## start

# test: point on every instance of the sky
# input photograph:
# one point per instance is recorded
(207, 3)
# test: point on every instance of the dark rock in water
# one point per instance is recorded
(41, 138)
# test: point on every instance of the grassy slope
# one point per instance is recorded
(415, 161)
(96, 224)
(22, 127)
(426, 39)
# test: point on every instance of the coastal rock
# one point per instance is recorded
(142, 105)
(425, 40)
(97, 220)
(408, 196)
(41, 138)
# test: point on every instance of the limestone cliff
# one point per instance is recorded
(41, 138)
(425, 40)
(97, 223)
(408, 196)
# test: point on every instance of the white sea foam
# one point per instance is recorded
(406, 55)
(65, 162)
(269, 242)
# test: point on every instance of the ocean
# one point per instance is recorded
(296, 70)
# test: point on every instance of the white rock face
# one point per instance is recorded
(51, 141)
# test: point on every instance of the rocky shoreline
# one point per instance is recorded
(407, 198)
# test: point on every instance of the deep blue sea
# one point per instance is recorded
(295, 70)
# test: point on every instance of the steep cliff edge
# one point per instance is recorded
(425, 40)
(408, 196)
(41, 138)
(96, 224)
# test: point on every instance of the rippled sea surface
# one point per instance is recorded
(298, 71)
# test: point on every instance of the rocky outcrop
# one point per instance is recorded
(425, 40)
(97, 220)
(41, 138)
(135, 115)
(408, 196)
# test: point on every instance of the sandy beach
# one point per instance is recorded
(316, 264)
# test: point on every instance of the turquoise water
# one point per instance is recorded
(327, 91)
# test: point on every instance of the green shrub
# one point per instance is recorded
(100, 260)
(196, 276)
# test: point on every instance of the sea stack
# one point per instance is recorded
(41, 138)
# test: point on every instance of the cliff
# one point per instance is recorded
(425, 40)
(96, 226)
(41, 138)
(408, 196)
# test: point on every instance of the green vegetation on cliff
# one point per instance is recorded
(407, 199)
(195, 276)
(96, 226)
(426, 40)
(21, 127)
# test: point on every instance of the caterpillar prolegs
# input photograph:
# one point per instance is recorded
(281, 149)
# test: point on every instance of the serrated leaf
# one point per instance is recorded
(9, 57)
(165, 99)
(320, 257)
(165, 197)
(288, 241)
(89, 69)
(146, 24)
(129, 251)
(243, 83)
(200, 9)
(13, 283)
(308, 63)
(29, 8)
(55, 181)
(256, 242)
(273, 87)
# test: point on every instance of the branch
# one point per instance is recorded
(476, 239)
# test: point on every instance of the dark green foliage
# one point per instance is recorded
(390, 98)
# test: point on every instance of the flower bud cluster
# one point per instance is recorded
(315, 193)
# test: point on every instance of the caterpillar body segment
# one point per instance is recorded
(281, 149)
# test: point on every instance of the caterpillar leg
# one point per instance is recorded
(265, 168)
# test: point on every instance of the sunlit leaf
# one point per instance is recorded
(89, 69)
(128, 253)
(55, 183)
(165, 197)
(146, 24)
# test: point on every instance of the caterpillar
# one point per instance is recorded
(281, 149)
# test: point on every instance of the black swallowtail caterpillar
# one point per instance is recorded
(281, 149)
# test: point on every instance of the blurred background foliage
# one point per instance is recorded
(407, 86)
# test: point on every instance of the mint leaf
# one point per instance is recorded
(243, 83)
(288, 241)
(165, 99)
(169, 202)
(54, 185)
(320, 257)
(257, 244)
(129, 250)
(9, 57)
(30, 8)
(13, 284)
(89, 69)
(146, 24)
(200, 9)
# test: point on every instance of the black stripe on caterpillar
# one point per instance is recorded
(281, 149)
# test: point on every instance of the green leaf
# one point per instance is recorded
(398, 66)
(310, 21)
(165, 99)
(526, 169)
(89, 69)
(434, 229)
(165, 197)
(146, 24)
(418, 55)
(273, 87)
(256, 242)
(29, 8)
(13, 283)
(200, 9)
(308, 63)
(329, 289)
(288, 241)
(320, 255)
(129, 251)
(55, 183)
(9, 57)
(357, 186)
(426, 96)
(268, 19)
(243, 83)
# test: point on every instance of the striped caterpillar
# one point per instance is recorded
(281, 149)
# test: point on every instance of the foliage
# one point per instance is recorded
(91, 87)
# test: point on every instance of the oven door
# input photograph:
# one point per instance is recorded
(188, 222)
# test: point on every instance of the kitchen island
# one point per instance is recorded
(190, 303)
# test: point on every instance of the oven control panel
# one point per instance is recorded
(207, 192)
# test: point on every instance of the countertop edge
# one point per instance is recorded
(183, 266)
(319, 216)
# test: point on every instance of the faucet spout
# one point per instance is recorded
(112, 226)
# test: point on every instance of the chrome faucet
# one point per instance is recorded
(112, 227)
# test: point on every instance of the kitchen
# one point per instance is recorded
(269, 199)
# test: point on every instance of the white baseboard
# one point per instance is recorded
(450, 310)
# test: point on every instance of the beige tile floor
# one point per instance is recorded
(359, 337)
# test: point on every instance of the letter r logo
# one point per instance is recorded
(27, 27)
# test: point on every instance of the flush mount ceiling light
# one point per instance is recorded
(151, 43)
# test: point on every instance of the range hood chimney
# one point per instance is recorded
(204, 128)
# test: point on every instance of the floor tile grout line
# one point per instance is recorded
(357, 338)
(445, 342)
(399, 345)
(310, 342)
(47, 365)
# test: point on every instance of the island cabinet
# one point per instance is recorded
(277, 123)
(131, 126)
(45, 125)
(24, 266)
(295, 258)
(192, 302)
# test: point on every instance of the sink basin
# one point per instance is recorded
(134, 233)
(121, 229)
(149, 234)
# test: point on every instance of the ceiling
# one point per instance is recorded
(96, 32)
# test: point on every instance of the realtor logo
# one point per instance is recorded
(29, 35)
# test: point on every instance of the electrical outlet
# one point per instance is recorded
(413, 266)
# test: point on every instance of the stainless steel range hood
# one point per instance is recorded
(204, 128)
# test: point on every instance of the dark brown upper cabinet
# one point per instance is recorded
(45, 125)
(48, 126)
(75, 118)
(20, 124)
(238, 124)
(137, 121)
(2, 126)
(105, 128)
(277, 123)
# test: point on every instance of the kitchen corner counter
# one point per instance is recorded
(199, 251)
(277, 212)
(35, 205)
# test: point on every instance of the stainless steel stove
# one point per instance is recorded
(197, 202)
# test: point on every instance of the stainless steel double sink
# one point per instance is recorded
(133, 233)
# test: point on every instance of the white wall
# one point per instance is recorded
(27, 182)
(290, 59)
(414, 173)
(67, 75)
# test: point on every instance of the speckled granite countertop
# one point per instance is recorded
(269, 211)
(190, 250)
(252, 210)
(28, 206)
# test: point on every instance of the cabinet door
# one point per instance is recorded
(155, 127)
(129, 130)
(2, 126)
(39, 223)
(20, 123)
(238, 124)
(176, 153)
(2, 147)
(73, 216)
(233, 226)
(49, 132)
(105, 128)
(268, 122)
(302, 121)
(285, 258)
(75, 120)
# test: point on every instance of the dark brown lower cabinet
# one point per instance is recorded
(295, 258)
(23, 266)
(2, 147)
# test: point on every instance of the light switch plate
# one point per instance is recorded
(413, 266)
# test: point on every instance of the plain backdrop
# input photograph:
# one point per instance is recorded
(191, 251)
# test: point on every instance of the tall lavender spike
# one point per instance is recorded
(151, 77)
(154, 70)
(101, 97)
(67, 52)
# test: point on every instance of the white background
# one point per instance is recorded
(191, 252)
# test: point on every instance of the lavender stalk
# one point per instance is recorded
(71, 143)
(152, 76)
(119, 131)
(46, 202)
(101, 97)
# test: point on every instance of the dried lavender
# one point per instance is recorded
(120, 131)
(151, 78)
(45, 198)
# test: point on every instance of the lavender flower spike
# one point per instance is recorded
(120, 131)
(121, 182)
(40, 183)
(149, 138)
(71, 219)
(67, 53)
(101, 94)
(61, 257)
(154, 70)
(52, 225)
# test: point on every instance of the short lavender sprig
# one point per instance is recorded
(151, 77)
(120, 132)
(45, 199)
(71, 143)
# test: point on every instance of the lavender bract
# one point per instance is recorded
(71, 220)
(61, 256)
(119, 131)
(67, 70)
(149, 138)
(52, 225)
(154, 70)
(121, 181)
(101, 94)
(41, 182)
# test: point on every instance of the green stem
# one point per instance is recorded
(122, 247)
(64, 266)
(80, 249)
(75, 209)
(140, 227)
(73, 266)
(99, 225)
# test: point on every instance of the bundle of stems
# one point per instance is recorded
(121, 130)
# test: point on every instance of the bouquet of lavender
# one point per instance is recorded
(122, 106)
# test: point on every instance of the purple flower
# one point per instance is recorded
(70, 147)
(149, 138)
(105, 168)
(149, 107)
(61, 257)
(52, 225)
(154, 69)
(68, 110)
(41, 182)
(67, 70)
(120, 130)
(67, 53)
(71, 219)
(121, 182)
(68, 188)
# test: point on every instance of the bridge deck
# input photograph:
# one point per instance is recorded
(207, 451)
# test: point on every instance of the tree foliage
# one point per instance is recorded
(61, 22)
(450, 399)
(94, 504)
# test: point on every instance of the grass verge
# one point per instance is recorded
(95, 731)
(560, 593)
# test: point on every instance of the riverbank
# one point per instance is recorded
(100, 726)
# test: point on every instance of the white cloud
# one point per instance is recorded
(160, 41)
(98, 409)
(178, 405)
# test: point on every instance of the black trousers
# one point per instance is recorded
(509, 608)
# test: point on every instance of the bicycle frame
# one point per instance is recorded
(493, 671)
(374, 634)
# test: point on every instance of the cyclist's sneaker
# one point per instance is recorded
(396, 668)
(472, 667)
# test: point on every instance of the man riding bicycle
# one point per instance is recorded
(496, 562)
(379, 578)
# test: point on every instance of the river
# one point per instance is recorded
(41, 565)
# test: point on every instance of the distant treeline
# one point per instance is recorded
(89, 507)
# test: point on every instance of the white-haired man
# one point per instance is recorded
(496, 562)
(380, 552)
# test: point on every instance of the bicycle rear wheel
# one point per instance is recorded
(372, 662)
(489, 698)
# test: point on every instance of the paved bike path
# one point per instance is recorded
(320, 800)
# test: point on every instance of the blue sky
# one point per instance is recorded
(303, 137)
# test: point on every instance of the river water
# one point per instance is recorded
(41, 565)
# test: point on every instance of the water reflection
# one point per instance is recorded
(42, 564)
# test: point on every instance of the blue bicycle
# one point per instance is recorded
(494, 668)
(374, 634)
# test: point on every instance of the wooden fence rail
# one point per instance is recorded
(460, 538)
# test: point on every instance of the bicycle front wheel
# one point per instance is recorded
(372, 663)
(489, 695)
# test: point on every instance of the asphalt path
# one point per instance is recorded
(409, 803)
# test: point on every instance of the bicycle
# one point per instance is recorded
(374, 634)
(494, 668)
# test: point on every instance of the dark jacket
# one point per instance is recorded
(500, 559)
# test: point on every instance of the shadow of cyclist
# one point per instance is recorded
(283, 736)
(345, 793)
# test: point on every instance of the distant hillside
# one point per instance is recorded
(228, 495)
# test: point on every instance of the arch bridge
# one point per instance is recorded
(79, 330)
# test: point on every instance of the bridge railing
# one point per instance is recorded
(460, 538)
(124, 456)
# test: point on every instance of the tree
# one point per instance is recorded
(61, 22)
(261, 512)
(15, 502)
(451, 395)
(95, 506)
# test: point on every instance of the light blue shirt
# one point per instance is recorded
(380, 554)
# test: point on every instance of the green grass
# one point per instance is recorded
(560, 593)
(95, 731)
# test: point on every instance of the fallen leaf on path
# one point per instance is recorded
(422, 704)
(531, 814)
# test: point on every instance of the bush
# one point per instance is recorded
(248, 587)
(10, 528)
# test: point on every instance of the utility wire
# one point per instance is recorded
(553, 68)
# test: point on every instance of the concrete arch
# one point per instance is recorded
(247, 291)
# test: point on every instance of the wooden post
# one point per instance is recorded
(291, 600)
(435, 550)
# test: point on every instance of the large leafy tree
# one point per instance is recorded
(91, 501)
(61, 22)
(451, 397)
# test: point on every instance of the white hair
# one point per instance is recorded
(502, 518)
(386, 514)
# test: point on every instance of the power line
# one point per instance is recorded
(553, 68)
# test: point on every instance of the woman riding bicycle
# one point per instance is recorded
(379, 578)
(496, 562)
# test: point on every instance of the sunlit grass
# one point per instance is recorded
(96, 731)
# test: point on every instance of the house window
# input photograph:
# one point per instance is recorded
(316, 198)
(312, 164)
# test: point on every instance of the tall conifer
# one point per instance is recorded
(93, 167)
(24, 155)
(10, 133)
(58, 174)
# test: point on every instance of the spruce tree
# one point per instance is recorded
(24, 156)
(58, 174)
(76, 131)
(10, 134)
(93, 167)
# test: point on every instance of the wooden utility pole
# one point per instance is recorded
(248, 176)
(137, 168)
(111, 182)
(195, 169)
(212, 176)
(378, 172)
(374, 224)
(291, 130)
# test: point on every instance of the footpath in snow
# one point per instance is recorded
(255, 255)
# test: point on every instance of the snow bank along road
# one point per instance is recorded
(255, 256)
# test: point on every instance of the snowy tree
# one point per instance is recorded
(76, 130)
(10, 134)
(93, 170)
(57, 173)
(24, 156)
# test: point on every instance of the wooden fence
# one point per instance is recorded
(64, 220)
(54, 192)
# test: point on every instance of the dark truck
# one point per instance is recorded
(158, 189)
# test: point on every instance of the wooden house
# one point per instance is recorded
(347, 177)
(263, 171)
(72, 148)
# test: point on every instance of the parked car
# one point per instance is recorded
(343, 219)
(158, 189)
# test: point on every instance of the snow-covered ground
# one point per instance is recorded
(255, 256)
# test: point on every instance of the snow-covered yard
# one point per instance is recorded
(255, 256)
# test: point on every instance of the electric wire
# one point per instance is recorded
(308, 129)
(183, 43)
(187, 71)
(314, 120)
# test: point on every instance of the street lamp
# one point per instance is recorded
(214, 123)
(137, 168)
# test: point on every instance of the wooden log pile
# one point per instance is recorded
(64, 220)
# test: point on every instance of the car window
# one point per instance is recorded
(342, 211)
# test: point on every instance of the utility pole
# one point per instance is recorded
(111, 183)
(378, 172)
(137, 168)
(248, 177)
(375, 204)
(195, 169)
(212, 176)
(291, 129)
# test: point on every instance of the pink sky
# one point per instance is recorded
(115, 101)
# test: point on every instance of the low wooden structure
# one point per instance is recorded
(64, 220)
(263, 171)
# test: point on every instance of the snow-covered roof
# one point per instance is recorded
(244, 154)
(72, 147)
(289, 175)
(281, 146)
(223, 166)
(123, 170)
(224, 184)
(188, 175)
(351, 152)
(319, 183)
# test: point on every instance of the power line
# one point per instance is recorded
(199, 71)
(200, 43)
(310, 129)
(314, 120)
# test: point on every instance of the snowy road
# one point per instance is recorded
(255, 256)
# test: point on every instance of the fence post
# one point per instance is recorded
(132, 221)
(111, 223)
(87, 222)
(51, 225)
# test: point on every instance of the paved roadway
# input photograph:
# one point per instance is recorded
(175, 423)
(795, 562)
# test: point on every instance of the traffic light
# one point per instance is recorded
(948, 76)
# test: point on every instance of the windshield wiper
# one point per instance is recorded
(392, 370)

## end

• _Written exercise_
Starting at the line that contains "# test: point on every instance of the wooden house", output each remaining line of the listing, the last line included, exactly as it appears.

• _The response_
# test: point on every instance of the wooden house
# one point per instance is recorded
(347, 177)
(263, 171)
(72, 148)
# test: point on every instance of the parked car
# one point per instance is recorded
(343, 219)
(158, 189)
# test: point on every instance of the snow-covered ground
# one point per instance is recorded
(255, 256)
# test: point on every instance of the snow-covered yard
# one point per instance is recorded
(255, 256)
# test: point on every instance of the electric wire
# one point per instance is recorded
(308, 129)
(183, 43)
(187, 71)
(314, 120)
# test: point on every instance of the street lamp
# one point per instance is recorded
(214, 123)
(137, 168)
# test: point on every instance of the wooden log pile
# one point per instance is recorded
(64, 220)
# test: point on every instance of the car window
# one point per instance is recorded
(342, 211)
# test: point on every instance of the utility pole
# one point per instance is recorded
(111, 183)
(378, 172)
(137, 168)
(248, 177)
(375, 204)
(195, 169)
(212, 176)
(291, 129)
# test: point on every instance of the pink sky
# one point per instance is recorded
(115, 101)
# test: point on every instance of the low wooden structure
# one point per instance is recorded
(64, 220)
(263, 171)
# test: point on every instance of the snow-covered roof
# one point per instance is recorded
(244, 154)
(72, 147)
(289, 175)
(281, 146)
(223, 166)
(123, 170)
(224, 184)
(188, 175)
(351, 152)
(319, 183)
# test: point on every instance of the power line
# one point per instance is recorded
(199, 71)
(200, 43)
(310, 129)
(314, 120)
# test: point on every instance of the snowy road
# one point per instance is recorded
(255, 256)
# test: point on every instance of the fence post
# one point per instance is recorded
(132, 221)
(111, 223)
(87, 222)
(51, 225)
# test: point on every instance of the paved roadway
# input photograph:
# one point per instance is recorded
(175, 423)
(795, 562)
# test: point on every instance of the traffic light
# one point per instance is recorded
(948, 76)
# test: point on every instance of the windshield wiper
# one point per instance is recorded
(392, 370)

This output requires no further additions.